Textauszug.
════

Der neue CEO Ralph Siegl läutet eine neue Ära ein: Die Abhängigkeit vom Rohstoff Milch soll reduziert werden. Gewinne werden wichtiger als Volumen. Zudem kommt es zu einer Kooperation mit dem lokalen Rivalen Emmi.

Das Areal der Hochdorf-Gruppe, das mittlerweile der Gemeinde Hochdorf verkauft worden ist.
Bild: Bild: Dominik Wunderli (31. August 2021)

«Es weht ein neuer Wind in Hochdorf», sagte Ralph Siegl am Montag anlässlich der Präsentation des Jahresergebnisses. Der Zürcher hat erst am 21. Januar per sofort die CEO-Funktion des börsenkotierten Unternehmens von seinem Vorgänger Peter Pfeilschifter übernommen. Siegl gab zu verstehen, dass unter seiner Leitung nichts weniger als ein «Paradigmenwechsel» eingeläutet werden soll. In klaren Worten sagte er: «Wir verstehen uns nicht mehr als Milchverarbeiter.»

Ralph Siegl, seit Januar CEO der Hochdorf-Gruppe.

════

Bereitgestelltes Material.
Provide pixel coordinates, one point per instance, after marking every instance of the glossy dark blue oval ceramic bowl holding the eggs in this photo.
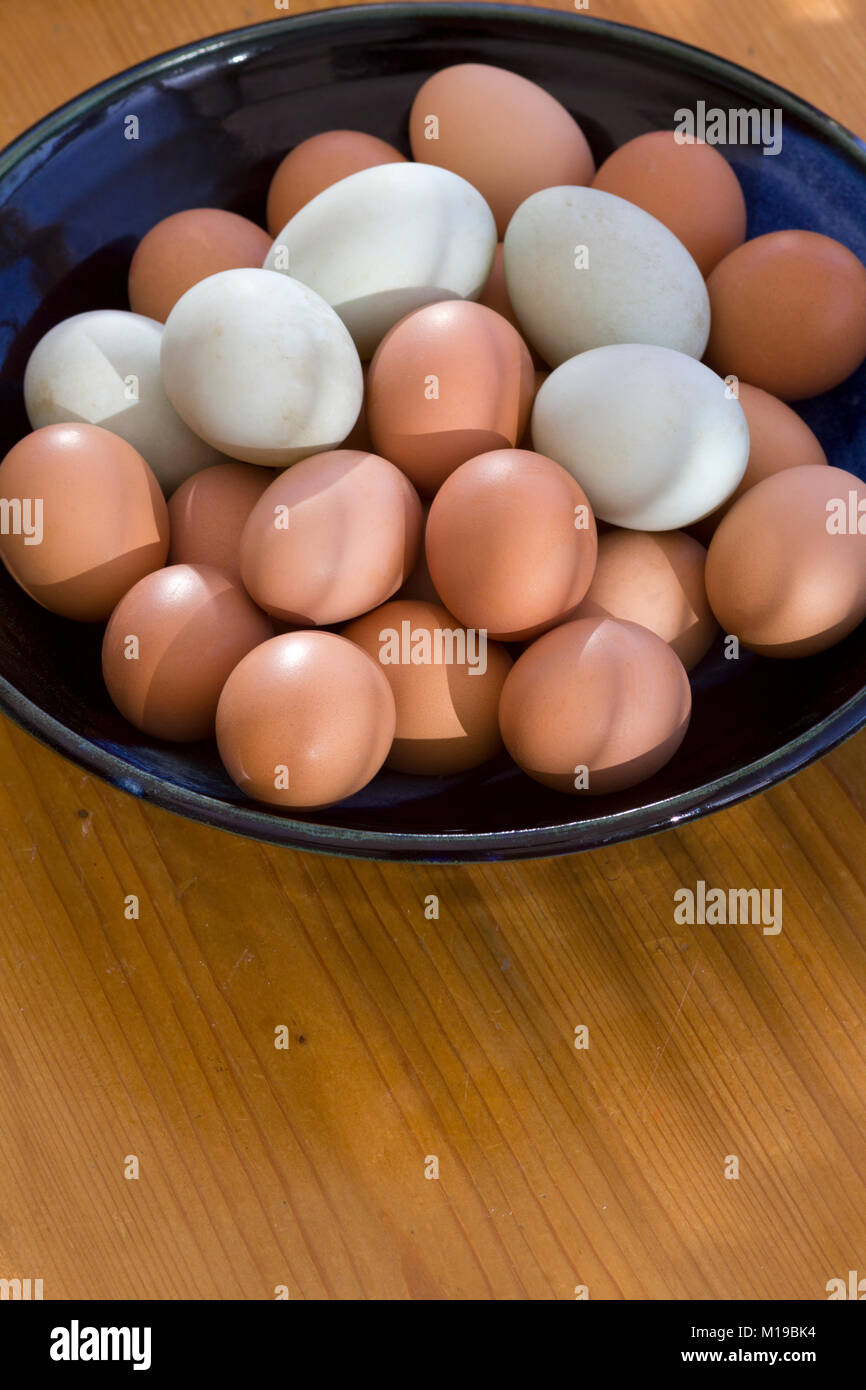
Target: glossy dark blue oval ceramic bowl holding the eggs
(213, 122)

════

Arbeitsaufträge.
• a. Beantworte zum Text über den neuen CEO der Hochdorf-Gruppe:
(i) Von wem hat Ralph Siegl die CEO-Funktion übernommen?
(ii) An wen ist das Areal der Hochdorf-Gruppe verkauft worden?
(iii) Mit welchem lokalen Rivalen kommt es zu einer Kooperation?
• b. Schreibe die Fortsetzung des Texts über den neuen CEO der Hochdorf-Gruppe.
Das Material spielt hierfür keine Rolle.

Antworten.
• a.
(i) Von Peter Pfeilschifter.
(ii) An die Gemeinde Hochdorf.
(iii) Mit Emmi.

• b.
Bild: Bild: PD

Was er damit meint: Die Hochdorf-Gruppe will die «Kostenabhängigkeit vom Rohstoff Milch verringern, der in der Schweiz tendenziell knapper wird», wie es in einer Mitteilung heisst. Das ist eine bemerkenswerte Aussage für ein Unternehmen, das seit 1895 Milch verarbeitet. Siegl, der zuvor Managing Director der Läderach-Gruppe war und diverse Funktionen bei Nestlé innehatte, äusserte sein Unbehagen darüber, dass Hochdorf jahrelang sozusagen Regulierungsaufgaben für den Milchmarkt übernommen habe. Als Beispiel nannte er die Rahmproduktion zur Butterherstellung. «Dort stimmen die Margen überhaupt nicht.» Auch bei gewissen Milchpulverprodukten sei das nicht der Fall. Man sei vertraglich gezwungen, Molke abzunehmen, «ob wir sie brauchen oder nicht». Generell habe das Unternehmen in den letzten Jahren immer das Volumen gesucht, ohne die Preise anzupassen. Der Hochdorf-Gruppe habe die Verhandlungsmacht gefehlt, man müsse mittel- und langfristig andere Wege gehen. «Künftig interessiert uns die Marge stärker als das Volumen», sagte der CEO.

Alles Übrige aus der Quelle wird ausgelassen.